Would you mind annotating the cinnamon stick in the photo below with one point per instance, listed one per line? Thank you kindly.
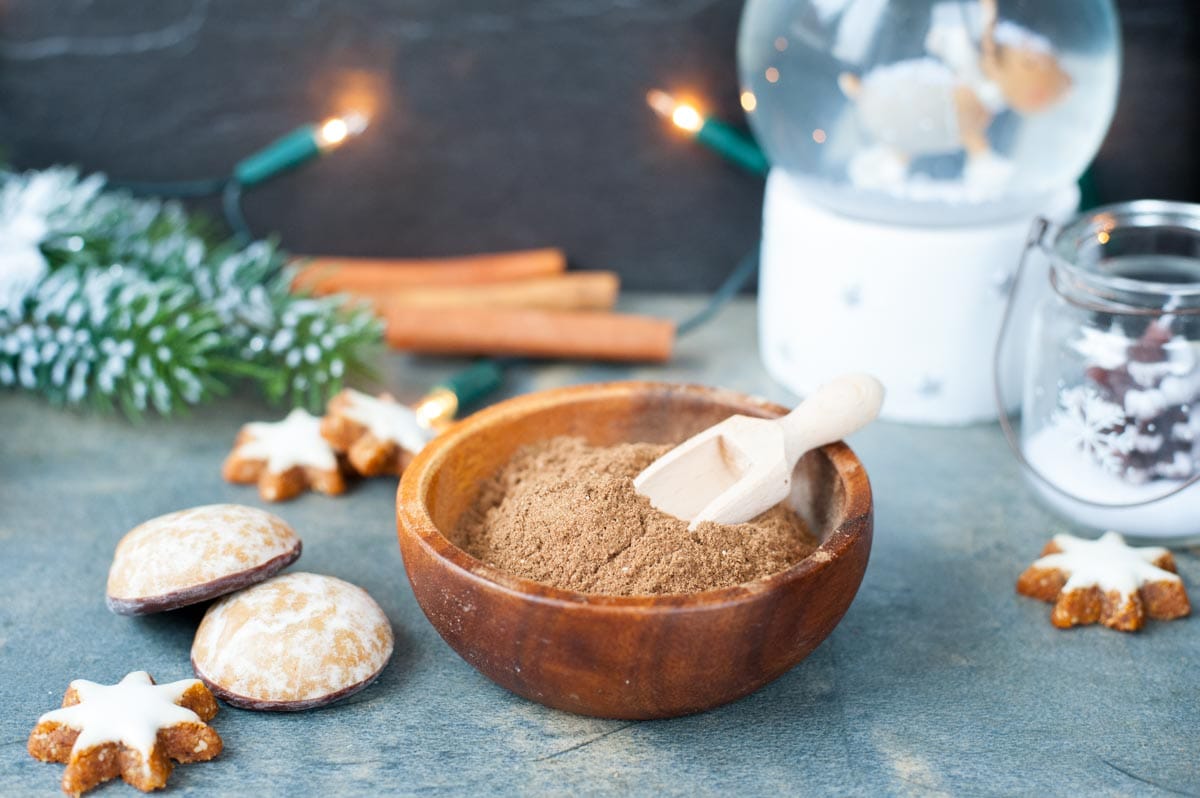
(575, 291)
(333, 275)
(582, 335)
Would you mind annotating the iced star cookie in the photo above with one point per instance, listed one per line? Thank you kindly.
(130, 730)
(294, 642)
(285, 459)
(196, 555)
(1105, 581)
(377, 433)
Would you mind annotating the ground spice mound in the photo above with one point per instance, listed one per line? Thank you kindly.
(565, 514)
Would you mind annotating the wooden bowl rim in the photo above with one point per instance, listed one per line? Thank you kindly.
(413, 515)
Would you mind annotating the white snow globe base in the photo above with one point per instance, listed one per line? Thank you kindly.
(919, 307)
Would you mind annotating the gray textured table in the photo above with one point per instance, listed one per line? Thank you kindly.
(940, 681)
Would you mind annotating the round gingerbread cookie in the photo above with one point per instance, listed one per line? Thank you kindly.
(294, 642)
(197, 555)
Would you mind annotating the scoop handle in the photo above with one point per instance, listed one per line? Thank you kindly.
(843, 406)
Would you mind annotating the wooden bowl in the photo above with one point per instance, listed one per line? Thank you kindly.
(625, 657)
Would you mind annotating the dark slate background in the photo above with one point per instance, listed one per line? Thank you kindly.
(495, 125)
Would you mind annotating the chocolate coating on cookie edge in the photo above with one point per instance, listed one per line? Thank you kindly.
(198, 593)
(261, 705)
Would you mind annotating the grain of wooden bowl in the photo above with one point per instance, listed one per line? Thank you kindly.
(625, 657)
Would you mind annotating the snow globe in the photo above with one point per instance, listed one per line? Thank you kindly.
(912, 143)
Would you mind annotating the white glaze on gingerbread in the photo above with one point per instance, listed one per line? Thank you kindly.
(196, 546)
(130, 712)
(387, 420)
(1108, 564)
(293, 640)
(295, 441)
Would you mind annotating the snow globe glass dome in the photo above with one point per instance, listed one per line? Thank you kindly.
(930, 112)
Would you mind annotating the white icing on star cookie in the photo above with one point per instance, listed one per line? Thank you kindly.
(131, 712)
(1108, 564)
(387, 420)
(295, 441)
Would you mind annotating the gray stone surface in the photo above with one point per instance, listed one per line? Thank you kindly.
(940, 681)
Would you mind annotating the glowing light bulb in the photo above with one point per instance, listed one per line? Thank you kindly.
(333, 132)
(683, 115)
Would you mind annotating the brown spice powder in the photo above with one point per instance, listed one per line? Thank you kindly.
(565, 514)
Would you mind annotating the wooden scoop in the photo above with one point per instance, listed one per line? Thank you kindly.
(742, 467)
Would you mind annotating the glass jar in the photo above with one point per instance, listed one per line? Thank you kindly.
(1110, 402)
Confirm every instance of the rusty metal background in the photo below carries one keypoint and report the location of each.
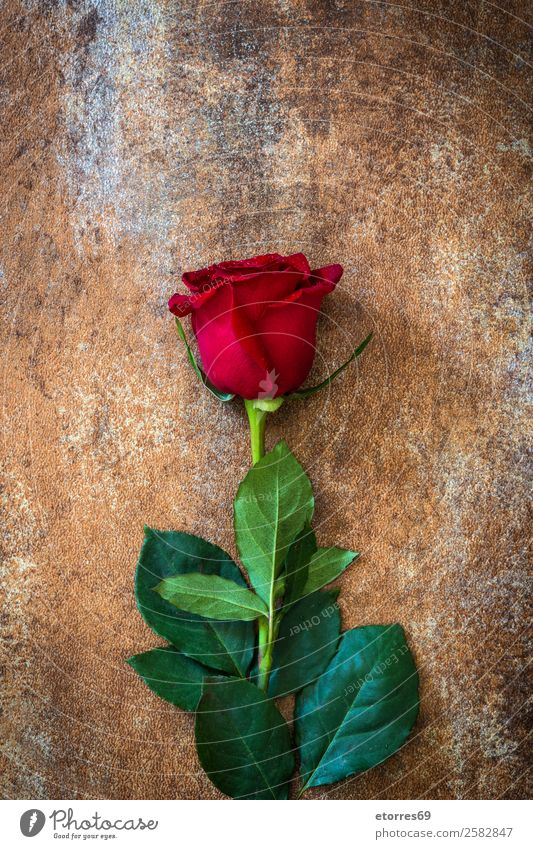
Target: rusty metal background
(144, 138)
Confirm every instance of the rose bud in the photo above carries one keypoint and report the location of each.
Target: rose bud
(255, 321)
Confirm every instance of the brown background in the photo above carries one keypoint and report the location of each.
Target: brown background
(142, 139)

----

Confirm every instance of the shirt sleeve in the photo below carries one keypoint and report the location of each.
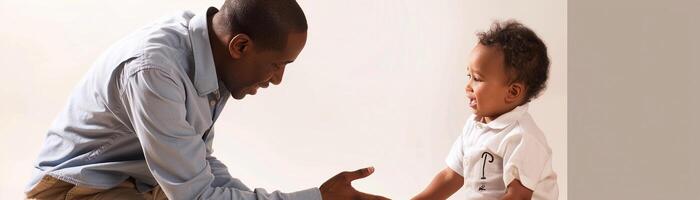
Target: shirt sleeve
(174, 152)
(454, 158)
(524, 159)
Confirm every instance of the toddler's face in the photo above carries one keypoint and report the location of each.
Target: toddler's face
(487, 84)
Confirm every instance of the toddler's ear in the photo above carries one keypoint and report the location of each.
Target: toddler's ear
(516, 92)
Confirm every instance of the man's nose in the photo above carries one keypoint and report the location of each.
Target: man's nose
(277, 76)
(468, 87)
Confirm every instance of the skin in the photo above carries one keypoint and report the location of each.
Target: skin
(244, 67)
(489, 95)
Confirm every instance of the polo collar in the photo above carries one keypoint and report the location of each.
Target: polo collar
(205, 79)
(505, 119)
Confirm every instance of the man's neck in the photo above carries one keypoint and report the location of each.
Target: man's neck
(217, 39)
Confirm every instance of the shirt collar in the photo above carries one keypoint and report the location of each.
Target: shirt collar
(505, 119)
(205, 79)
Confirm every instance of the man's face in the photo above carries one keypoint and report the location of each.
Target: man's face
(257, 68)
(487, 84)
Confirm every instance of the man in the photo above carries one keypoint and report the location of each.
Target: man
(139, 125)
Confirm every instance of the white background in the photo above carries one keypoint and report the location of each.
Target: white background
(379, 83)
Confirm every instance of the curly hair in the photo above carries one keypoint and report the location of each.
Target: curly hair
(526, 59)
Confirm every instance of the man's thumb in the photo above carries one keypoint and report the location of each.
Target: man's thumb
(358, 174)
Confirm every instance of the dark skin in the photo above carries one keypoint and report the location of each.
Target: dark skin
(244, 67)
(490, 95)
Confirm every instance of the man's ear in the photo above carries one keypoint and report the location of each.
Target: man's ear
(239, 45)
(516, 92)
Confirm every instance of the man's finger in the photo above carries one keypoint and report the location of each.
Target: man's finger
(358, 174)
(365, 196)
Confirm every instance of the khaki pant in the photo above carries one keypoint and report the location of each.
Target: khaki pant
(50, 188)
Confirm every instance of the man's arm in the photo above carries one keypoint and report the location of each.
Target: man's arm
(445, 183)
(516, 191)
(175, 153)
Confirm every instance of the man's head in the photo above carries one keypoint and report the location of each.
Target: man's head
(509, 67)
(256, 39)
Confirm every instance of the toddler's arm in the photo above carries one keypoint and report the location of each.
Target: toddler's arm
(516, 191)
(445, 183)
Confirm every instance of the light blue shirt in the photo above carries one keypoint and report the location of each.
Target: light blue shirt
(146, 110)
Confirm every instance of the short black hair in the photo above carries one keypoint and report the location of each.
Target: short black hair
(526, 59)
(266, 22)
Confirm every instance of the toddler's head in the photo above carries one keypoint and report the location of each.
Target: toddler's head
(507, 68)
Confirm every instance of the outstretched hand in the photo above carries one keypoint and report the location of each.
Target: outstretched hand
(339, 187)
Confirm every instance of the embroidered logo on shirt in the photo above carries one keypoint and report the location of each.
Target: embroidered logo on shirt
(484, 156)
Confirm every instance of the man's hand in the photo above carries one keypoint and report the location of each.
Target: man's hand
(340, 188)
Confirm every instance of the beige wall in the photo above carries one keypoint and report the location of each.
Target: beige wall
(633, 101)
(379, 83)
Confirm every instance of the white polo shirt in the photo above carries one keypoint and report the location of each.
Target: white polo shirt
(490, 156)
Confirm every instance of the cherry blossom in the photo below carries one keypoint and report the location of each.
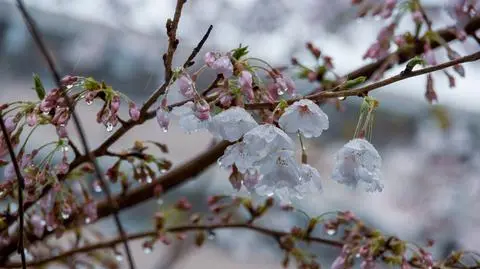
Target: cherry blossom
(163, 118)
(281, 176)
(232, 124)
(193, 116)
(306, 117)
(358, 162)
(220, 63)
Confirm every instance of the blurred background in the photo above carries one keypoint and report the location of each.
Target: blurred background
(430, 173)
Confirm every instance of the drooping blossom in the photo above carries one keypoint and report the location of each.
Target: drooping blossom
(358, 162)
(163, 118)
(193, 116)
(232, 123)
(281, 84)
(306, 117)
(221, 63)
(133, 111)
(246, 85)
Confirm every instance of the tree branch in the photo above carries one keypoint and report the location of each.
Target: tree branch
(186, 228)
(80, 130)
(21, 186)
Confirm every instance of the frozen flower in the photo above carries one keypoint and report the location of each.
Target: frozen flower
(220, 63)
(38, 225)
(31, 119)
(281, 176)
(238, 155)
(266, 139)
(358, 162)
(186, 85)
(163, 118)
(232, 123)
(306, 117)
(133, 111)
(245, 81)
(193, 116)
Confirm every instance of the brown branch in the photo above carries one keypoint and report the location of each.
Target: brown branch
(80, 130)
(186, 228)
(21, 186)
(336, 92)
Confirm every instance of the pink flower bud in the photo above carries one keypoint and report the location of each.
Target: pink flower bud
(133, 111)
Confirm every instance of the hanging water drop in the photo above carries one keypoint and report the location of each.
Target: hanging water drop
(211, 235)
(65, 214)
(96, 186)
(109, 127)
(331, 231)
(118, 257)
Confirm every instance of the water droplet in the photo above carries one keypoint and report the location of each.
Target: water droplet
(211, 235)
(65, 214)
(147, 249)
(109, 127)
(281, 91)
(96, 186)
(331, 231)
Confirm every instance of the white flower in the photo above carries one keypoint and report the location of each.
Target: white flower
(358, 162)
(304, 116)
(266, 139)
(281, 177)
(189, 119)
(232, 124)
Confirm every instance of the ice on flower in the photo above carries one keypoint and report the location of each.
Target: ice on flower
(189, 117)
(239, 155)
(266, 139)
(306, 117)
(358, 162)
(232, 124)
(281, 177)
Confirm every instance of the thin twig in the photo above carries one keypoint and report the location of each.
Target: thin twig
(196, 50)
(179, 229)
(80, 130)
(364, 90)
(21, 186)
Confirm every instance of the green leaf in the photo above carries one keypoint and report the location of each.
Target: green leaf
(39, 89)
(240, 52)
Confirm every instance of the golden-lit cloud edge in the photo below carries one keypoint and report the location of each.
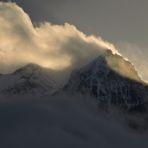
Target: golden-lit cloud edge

----

▸ TASK TO COMPLETE:
Copy out the data above word for word, starting at the line containing "Confirm every instance of the thin" and ending at the line containing "Target: golden-lit cloud edge". Leave the pictures out.

▸ THE RESPONSE:
Confirm every instance of the thin twig in the photo above carries one keypoint and report the location of each.
Target: thin twig
(196, 50)
(179, 229)
(80, 130)
(364, 90)
(21, 186)
Confirm every instance of the green leaf in the photo above carries one keypoint and report the location of each.
Target: green leaf
(39, 89)
(240, 52)
Confirm every instance of the golden-lit cloud edge in the photo below carries one keypoint and report the location of each.
Target: golden-lit cloud edge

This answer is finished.